● **SHORT PROBLEM**
Return, word for word, only the lines from the one containing "of the rear" through the last line of the entries.

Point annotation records
+++

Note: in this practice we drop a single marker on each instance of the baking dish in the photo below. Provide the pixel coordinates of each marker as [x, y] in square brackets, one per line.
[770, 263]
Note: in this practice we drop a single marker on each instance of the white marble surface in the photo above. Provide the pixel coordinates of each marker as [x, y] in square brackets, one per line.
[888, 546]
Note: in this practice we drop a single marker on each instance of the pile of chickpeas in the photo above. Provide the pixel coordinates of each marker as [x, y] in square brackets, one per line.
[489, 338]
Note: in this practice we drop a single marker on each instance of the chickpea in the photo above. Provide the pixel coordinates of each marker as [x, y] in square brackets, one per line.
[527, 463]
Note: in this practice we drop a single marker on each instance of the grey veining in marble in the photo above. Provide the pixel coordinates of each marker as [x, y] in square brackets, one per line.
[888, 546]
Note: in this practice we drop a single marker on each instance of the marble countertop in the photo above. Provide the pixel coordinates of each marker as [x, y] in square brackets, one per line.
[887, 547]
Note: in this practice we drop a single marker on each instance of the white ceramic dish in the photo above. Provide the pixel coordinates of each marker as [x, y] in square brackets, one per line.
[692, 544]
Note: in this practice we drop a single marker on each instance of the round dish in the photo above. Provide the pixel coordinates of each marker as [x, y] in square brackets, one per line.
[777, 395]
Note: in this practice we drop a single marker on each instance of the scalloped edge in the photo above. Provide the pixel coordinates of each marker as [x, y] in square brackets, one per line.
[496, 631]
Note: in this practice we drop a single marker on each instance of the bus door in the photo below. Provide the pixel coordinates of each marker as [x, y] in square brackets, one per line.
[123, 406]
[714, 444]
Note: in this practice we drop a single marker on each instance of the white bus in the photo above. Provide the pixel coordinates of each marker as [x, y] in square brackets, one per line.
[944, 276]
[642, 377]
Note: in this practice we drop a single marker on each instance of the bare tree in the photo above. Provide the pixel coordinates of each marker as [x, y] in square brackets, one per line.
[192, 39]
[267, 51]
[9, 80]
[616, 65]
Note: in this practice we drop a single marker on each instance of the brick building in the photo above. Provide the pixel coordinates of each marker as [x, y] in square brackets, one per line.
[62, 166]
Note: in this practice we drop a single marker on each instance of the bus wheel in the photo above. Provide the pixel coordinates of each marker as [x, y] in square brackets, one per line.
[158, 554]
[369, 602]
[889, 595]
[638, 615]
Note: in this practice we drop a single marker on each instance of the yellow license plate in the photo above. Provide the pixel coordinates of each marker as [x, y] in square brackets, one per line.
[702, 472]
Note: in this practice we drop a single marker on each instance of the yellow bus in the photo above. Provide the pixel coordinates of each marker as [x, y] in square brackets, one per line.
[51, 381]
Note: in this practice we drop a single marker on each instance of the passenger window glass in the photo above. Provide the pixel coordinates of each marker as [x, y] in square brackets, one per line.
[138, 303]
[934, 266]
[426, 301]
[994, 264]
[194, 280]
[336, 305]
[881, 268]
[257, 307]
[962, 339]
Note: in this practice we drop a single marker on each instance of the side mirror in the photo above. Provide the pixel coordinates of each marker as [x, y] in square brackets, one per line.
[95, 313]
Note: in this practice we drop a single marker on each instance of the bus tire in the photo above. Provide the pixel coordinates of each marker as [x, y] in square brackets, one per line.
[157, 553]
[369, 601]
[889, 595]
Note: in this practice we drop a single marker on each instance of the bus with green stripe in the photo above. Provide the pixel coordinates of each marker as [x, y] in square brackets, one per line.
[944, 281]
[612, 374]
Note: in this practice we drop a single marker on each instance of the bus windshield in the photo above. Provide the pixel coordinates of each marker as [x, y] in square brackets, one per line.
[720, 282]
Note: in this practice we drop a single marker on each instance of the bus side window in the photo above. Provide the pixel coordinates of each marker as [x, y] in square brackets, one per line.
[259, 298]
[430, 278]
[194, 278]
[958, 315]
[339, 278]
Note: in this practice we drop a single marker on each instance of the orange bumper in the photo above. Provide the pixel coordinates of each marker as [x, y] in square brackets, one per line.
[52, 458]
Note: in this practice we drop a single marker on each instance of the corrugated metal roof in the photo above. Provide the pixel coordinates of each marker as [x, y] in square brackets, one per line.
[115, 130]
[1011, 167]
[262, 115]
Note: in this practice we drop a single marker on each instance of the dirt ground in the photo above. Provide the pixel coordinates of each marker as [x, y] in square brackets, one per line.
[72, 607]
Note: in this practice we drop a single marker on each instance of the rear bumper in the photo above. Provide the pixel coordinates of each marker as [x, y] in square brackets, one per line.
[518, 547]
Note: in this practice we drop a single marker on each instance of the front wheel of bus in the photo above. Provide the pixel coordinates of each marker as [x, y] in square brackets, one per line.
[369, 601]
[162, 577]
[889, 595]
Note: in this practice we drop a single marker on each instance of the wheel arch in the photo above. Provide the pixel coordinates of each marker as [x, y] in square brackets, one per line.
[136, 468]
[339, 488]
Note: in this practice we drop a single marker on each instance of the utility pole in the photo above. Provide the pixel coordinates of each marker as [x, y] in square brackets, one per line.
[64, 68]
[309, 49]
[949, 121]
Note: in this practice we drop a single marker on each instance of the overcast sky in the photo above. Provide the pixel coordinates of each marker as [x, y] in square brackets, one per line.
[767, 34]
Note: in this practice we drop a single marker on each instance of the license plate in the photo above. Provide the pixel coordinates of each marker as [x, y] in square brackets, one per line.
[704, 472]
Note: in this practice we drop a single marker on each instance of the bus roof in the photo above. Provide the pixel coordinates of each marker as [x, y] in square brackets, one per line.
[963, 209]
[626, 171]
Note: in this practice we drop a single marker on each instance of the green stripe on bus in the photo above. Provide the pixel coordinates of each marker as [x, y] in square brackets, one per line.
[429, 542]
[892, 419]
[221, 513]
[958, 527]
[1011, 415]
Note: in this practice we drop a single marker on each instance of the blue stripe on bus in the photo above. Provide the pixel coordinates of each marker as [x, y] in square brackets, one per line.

+++

● **TASK OUTPUT**
Note: in this practice we drop a single marker on each instance of the rear bumper in the photo above. Provide the pixel coordinates of each marker as [x, y] in square brackets, one per line.
[518, 547]
Note: in this practice we drop a single marker on each instance of the front wheel of bus in the photo above. Provide the pixel coordinates of each marker as [x, y] in square brackets, one per line.
[369, 601]
[162, 577]
[889, 595]
Note: in this practice we drop a single marker on each instance of the wheel arch in the photo above. Provide the pixel coordinates of each marker as [x, y] in square brackets, one per line.
[136, 468]
[339, 488]
Note: in this practice we drop a single marker on each instance of the utility pole in the photo above. Provide the pixel coordinates of each marker as [x, y] in square brackets, one per line.
[64, 68]
[309, 49]
[949, 121]
Note: in this practice we drop a single marker on each instance of the overcast sky in the photo above. Provide the pixel coordinates of each marker as [x, y] in square brackets, one per line.
[767, 34]
Note: in this practice we drop a single marker on each instance of the license plate in the photo above. Provide the pixel coordinates of each marker as [x, y] in square brackets, one per line.
[704, 472]
Note: in this practice we drop a single marker on each instance of the bus roof in the photo above. Provide the pixel coordinates of each marker as [x, y] in square brackets, one per line.
[963, 209]
[626, 171]
Note: in this practice we drop a single marker on each instance of the green stripe on bus in the photo above. Provide the pixel coordinates of each marker as [x, y] in square brackets, one per line.
[429, 542]
[892, 419]
[221, 513]
[958, 527]
[1011, 415]
Note: in this practice we drop a single marker on each instance of the blue stripe on bus in the photo above. Provide the pixel coordinates of each marker as [x, y] in square brackets, one per line.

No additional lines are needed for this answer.